-- RECORDS FOR THIS TASK --

..........

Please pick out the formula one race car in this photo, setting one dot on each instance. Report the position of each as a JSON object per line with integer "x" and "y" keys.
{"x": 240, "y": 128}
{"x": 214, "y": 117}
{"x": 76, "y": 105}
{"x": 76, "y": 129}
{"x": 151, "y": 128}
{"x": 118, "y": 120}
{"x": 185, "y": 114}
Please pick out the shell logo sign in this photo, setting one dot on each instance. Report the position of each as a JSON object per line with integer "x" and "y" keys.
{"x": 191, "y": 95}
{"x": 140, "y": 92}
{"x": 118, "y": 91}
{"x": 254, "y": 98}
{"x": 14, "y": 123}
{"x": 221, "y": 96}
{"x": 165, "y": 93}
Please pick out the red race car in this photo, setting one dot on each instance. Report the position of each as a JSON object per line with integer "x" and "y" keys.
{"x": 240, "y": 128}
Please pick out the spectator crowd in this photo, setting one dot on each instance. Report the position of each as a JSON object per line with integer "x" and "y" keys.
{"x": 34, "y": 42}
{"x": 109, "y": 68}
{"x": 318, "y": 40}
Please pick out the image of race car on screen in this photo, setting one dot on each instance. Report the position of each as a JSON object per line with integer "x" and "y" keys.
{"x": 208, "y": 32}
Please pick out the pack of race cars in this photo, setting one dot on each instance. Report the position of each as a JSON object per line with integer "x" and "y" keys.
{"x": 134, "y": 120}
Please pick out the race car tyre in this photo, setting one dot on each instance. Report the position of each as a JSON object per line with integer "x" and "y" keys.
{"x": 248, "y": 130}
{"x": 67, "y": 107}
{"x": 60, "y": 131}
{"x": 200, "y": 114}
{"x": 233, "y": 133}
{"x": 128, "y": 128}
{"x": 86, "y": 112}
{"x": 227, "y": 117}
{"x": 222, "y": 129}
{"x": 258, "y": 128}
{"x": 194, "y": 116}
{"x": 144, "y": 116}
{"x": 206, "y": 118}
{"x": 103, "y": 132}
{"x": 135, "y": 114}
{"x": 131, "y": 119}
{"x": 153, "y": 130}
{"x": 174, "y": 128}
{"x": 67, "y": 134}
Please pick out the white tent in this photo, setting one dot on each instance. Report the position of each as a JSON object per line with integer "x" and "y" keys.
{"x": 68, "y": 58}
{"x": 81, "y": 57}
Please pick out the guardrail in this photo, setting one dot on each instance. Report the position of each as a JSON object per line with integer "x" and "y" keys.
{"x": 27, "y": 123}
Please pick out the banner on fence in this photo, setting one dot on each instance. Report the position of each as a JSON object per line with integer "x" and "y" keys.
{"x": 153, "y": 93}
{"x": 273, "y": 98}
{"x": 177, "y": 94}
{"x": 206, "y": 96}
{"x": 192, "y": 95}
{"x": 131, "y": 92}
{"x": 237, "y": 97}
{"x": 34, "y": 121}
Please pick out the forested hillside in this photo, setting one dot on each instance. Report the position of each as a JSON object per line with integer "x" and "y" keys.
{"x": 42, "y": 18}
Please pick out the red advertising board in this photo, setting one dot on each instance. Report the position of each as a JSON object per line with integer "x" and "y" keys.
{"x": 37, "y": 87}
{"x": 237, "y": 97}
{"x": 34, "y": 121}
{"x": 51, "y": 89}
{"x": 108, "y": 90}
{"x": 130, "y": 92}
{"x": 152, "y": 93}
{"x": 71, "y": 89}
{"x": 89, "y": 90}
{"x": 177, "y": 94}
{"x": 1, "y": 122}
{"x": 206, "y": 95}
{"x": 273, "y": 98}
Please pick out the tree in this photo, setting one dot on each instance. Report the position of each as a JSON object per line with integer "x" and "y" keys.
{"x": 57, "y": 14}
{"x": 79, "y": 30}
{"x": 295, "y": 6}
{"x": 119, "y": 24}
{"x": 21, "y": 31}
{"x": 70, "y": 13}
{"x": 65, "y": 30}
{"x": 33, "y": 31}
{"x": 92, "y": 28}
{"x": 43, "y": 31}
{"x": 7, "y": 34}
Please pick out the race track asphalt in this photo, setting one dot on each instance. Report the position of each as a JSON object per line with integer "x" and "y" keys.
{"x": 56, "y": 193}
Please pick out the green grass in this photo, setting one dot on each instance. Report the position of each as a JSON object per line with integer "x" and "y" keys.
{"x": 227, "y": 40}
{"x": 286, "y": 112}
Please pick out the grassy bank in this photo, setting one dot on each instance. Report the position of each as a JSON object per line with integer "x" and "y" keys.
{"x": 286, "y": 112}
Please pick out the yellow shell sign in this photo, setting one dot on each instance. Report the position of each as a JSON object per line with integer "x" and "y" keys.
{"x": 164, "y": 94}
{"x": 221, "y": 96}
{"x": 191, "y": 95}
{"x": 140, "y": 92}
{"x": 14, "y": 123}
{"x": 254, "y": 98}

..........

-- PROBLEM DETAILS --
Could you write out all the data exactly as it is given?

-- ANSWER SECTION --
Please pick out the formula one race car in this photo, setting one dot on each instance. Report the position of each as a JSON object per line with integer "x" and "y" keys.
{"x": 240, "y": 128}
{"x": 214, "y": 117}
{"x": 76, "y": 105}
{"x": 76, "y": 129}
{"x": 151, "y": 128}
{"x": 118, "y": 120}
{"x": 185, "y": 114}
Please pick out the shell logo sign in this photo, setting one dot on each instance. Report the position of each as a JSON object per line with integer "x" and "y" keys.
{"x": 191, "y": 95}
{"x": 140, "y": 92}
{"x": 118, "y": 91}
{"x": 254, "y": 98}
{"x": 14, "y": 123}
{"x": 221, "y": 96}
{"x": 165, "y": 93}
Please pick out the red race car in this photo, setting one dot on each instance. Report the position of each as a JSON object per line with integer "x" and "y" keys.
{"x": 240, "y": 128}
Please pick out the spectator crowd in this photo, setting one dot on each instance. Report the position of each as a JSON object per line with integer "x" and "y" keys.
{"x": 34, "y": 42}
{"x": 109, "y": 68}
{"x": 318, "y": 40}
Please pick out the image of race car on screen in this photo, setting one dot on each instance. Report the position of each as a JSON object per line with integer "x" and "y" keys.
{"x": 208, "y": 32}
Please pick out the pack of race cars in this photo, setting one dot on each instance. Report the position of each as a JSON object per line with integer "x" and "y" keys.
{"x": 134, "y": 120}
Please pick out the race car tyre in this photo, setting one dot on each instance. Report the position of each as a JSON object per line with integer "x" and "y" keys.
{"x": 248, "y": 130}
{"x": 67, "y": 107}
{"x": 60, "y": 131}
{"x": 200, "y": 114}
{"x": 233, "y": 133}
{"x": 128, "y": 128}
{"x": 86, "y": 112}
{"x": 227, "y": 117}
{"x": 222, "y": 129}
{"x": 258, "y": 128}
{"x": 194, "y": 116}
{"x": 144, "y": 116}
{"x": 206, "y": 118}
{"x": 103, "y": 132}
{"x": 135, "y": 114}
{"x": 131, "y": 119}
{"x": 153, "y": 130}
{"x": 174, "y": 128}
{"x": 67, "y": 134}
Please pick out the white tent in this photo, setting one dot on each instance. Report the position of each as a JSON object per line with integer "x" and "y" keys.
{"x": 68, "y": 58}
{"x": 81, "y": 57}
Please pick out the guardrail in this photo, setting one dot on each instance. Report the position of each as a JSON object per line with integer "x" and "y" keys.
{"x": 27, "y": 123}
Please pick out the banner on fence in this photo, setting one dot on each instance. Report the position of each as a JSON object per line with integer "x" and "y" keys.
{"x": 153, "y": 93}
{"x": 273, "y": 98}
{"x": 177, "y": 94}
{"x": 206, "y": 96}
{"x": 192, "y": 95}
{"x": 131, "y": 92}
{"x": 237, "y": 97}
{"x": 34, "y": 121}
Please pick out the forested hillside in this photo, setting one dot on each instance. Report the position of each as a JSON object per line with integer "x" and "y" keys.
{"x": 42, "y": 18}
Please pick out the red advertising board in this photo, setting one dot on each instance. Report the position of each as a JSON object per line with integer "x" and "y" keys.
{"x": 37, "y": 87}
{"x": 237, "y": 97}
{"x": 34, "y": 121}
{"x": 51, "y": 89}
{"x": 108, "y": 90}
{"x": 130, "y": 92}
{"x": 152, "y": 93}
{"x": 71, "y": 89}
{"x": 89, "y": 90}
{"x": 177, "y": 94}
{"x": 1, "y": 122}
{"x": 206, "y": 95}
{"x": 273, "y": 98}
Please pick out the tree in this photo, setting one dot on each instance. Report the position of each as a JSON object per line with integer "x" and "y" keys.
{"x": 57, "y": 14}
{"x": 79, "y": 30}
{"x": 295, "y": 6}
{"x": 119, "y": 24}
{"x": 21, "y": 31}
{"x": 70, "y": 13}
{"x": 65, "y": 30}
{"x": 33, "y": 31}
{"x": 92, "y": 28}
{"x": 43, "y": 31}
{"x": 7, "y": 34}
Please pick out the race track asphalt in this photo, setting one dot on each instance. Report the position of each as a JSON object per line with integer "x" and "y" keys.
{"x": 56, "y": 193}
Please pick out the green grass in this photo, setting one dot on each instance. Report the position of each as a JSON object per line with integer "x" and "y" keys.
{"x": 227, "y": 40}
{"x": 286, "y": 112}
Please pick out the grassy bank in this photo, setting one dot on each instance. Report the position of each as a JSON object per line with integer "x" and "y" keys.
{"x": 286, "y": 112}
Please pick out the yellow shell sign in this photo, setting one dot on each instance. Report the position of each as a JSON object per line with integer "x" and "y" keys.
{"x": 164, "y": 94}
{"x": 221, "y": 96}
{"x": 191, "y": 95}
{"x": 140, "y": 92}
{"x": 14, "y": 123}
{"x": 254, "y": 98}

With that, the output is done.